Look below for the line with "Would you mind indicating the camouflage". Extract that line and each one after it through the last, word for word.

──────────────────────────────

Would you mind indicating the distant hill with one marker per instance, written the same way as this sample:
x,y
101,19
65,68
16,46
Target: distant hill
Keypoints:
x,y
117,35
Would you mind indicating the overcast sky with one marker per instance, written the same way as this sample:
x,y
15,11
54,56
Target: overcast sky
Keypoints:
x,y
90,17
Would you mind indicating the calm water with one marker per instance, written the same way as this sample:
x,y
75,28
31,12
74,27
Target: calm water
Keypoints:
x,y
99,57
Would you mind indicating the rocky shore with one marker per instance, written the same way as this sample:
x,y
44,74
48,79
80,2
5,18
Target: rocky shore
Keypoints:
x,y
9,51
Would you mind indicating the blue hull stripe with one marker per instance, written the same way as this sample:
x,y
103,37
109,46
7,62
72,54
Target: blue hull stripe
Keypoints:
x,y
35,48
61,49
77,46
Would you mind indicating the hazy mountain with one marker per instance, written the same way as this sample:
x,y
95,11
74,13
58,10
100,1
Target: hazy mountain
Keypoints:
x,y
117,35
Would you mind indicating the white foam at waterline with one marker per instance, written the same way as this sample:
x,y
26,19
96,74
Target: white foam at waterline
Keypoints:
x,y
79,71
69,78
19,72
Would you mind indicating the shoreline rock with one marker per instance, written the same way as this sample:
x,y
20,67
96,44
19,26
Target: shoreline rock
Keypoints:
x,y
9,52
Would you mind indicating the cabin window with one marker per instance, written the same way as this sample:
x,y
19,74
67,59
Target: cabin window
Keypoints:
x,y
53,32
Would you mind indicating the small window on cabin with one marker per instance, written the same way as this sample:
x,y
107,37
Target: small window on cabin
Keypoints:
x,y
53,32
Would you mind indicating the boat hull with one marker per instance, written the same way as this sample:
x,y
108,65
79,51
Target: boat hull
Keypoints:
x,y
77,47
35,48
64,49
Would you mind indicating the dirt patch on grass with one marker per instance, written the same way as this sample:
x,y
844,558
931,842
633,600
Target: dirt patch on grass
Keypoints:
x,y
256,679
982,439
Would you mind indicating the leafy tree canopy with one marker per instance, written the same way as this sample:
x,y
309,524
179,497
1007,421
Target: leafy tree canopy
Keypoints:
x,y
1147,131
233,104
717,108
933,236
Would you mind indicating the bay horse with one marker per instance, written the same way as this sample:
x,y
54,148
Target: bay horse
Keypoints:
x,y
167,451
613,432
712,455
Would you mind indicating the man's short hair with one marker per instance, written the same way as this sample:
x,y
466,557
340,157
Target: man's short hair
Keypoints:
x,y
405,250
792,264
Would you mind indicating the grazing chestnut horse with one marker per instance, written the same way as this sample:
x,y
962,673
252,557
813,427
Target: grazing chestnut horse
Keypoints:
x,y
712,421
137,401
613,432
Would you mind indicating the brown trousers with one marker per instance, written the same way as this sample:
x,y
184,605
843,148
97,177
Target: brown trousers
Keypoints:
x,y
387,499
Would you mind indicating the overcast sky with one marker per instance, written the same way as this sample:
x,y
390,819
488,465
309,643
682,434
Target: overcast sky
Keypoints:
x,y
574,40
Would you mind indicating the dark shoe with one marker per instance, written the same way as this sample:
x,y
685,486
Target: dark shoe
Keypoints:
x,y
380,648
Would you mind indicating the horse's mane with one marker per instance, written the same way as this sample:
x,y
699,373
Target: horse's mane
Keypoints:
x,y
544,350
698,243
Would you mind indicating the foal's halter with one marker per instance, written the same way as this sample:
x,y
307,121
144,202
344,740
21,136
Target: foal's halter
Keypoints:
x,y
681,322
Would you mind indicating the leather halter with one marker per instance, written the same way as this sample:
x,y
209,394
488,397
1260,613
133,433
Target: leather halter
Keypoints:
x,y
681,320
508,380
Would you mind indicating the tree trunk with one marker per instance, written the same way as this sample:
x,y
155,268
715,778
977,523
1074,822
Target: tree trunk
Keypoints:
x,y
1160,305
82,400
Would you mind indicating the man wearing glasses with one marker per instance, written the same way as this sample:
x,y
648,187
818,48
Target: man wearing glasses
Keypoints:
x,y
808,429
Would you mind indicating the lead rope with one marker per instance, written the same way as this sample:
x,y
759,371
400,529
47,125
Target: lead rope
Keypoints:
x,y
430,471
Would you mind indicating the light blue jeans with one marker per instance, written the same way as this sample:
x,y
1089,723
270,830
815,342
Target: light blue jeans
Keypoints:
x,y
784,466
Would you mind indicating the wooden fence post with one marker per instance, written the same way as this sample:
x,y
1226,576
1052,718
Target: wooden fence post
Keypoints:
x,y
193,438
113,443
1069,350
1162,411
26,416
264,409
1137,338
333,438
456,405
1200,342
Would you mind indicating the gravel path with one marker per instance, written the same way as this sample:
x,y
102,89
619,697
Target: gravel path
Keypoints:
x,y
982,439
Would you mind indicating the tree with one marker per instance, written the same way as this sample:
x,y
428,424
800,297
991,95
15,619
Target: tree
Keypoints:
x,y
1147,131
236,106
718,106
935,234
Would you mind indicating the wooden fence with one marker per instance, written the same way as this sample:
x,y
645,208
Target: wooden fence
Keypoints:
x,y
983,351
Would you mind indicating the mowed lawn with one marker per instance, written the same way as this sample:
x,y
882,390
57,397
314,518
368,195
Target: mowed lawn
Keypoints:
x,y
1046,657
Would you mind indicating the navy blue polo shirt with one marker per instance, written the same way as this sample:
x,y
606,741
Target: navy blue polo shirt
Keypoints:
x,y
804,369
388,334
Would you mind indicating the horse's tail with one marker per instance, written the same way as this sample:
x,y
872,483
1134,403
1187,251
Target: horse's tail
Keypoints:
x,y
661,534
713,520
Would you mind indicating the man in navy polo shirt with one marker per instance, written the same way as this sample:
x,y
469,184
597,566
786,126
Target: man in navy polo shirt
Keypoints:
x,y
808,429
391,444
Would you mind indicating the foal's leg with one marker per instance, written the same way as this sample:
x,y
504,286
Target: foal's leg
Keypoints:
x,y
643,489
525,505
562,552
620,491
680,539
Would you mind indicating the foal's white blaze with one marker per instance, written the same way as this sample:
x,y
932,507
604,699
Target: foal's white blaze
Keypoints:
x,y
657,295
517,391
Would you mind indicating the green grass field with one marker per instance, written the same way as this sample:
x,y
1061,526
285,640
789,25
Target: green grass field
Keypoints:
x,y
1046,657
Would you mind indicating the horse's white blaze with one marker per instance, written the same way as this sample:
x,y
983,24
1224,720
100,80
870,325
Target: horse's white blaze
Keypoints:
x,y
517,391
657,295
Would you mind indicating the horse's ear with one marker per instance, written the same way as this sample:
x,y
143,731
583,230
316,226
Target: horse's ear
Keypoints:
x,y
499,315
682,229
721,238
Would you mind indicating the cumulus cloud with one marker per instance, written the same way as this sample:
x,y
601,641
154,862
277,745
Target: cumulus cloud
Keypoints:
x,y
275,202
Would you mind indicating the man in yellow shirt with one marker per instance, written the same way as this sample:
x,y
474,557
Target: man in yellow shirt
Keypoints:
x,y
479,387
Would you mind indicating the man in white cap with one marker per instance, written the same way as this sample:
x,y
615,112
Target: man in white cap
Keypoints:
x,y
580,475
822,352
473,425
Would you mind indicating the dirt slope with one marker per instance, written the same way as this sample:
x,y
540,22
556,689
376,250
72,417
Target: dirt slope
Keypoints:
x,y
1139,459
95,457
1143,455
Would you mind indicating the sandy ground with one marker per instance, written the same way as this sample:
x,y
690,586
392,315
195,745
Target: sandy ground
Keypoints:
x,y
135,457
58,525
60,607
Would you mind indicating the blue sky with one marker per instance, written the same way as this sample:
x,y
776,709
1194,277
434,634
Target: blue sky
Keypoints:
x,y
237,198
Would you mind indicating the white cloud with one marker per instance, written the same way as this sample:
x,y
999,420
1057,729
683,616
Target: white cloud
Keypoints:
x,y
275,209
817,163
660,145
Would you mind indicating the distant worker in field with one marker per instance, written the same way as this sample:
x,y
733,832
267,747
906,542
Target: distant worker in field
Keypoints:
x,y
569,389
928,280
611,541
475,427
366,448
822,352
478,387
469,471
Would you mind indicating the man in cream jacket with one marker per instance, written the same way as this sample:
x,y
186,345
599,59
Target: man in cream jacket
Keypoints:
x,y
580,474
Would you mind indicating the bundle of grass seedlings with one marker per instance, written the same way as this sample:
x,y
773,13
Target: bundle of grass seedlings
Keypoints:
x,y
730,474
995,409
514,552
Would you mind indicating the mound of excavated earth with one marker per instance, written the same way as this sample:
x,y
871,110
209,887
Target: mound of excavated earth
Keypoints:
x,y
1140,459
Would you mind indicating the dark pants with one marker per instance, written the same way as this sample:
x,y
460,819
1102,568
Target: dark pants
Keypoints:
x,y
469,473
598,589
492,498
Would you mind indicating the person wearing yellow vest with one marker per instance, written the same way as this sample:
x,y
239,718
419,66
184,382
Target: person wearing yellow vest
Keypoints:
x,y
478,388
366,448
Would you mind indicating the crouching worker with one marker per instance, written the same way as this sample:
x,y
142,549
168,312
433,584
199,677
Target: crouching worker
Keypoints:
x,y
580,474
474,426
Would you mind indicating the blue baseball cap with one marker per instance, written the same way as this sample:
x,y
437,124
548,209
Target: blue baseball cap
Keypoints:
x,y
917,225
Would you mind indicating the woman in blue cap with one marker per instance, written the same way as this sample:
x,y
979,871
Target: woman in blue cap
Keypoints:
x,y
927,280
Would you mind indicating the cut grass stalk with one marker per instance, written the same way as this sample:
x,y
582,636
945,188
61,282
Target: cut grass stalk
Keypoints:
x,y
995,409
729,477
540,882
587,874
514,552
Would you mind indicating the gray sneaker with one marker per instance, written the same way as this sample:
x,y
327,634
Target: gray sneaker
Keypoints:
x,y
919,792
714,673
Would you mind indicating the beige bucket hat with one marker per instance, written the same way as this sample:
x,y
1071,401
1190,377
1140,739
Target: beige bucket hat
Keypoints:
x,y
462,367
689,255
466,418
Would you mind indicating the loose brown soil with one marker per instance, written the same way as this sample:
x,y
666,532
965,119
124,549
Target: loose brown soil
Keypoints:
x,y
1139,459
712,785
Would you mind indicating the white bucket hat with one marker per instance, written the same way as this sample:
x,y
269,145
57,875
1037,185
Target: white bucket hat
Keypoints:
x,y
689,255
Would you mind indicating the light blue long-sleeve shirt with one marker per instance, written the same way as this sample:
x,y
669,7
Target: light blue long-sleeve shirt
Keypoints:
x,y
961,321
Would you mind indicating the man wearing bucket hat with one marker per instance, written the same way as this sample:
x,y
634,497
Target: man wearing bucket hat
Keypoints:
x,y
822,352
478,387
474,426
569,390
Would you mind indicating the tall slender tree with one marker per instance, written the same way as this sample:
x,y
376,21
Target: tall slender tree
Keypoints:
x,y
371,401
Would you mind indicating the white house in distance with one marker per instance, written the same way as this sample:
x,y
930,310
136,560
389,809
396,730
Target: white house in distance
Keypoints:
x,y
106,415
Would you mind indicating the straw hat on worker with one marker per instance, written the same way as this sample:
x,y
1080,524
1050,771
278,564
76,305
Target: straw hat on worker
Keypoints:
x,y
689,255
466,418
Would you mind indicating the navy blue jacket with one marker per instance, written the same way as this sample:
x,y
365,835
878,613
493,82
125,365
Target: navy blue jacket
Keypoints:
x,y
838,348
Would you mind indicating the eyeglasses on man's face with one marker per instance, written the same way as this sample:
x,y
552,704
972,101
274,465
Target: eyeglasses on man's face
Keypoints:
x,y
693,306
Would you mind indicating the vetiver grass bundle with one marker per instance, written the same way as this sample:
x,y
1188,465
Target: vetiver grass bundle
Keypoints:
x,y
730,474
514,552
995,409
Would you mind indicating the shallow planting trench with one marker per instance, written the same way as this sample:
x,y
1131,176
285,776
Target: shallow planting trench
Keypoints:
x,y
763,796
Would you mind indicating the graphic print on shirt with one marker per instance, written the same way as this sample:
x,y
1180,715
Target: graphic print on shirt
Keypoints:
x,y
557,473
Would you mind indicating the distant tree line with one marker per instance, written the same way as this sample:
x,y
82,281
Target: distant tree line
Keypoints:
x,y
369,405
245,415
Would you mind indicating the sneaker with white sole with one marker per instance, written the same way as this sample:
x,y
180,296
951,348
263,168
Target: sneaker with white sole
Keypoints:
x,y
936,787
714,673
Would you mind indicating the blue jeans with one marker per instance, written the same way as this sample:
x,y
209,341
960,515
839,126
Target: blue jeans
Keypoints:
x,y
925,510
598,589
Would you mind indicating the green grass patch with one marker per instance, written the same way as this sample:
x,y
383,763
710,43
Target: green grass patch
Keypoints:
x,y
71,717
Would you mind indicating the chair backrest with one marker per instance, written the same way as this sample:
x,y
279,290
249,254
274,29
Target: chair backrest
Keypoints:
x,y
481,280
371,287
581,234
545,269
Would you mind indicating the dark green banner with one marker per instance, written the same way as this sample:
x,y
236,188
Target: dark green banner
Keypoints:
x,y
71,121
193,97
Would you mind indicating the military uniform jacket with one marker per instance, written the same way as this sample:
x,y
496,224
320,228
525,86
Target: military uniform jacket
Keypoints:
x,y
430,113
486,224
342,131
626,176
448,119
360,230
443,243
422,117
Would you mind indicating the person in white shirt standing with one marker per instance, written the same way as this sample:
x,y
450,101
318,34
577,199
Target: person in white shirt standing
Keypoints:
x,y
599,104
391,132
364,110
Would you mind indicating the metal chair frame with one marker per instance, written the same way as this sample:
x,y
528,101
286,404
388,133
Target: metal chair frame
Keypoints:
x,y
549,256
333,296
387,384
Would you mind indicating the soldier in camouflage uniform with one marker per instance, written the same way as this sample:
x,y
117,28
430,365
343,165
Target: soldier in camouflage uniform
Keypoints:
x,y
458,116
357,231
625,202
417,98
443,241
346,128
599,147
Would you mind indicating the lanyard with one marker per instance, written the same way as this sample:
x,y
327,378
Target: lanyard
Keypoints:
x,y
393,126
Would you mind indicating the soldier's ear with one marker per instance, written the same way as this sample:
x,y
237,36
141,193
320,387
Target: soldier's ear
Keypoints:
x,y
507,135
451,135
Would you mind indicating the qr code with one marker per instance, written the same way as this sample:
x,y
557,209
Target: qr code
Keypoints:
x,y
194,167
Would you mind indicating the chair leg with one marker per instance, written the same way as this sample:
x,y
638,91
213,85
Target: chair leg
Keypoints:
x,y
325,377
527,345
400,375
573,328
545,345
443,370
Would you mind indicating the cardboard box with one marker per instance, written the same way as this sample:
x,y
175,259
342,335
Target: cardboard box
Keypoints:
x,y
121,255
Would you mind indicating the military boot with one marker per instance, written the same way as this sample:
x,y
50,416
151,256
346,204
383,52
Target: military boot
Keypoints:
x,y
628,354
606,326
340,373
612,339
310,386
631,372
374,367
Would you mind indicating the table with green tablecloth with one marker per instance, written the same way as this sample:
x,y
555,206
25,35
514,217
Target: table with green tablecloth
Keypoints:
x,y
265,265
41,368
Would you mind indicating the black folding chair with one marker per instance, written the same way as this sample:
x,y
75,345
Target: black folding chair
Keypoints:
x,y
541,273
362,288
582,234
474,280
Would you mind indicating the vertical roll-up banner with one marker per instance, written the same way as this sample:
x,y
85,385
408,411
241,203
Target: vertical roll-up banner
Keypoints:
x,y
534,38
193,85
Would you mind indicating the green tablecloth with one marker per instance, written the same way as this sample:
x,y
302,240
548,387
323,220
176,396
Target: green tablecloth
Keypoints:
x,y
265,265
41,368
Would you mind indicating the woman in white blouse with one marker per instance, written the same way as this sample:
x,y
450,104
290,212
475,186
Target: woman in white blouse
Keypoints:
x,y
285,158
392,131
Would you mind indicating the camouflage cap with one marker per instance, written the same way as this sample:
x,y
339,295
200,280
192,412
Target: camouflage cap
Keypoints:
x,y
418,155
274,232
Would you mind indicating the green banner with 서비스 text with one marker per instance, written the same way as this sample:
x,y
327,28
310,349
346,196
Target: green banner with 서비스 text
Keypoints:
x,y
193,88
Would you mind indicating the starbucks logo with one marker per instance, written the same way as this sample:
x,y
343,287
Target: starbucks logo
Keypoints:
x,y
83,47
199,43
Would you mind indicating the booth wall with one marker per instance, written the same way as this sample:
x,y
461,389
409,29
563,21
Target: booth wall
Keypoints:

──────────────────────────────

* **Response**:
Would you mind indicating the camouflage cap with one marker per instance, written the same way as this sample:
x,y
339,295
200,280
192,412
Target: camouflage cap
Keypoints:
x,y
418,155
274,232
Would you mind indicating the green banner with 서비스 text with one marker per instance, written the same way as this sample:
x,y
327,28
310,349
346,196
Target: green banner with 서비스 text
Keypoints:
x,y
193,88
Would you mind indicating the starbucks logo with one marker per instance, written the same way as this sample:
x,y
343,287
Target: starbucks logo
Keypoints:
x,y
83,47
199,43
Would you mind indicating the booth wall with one marker per instance, written the same way as this sample:
x,y
461,389
409,29
563,21
Target: booth wall
Keypoints:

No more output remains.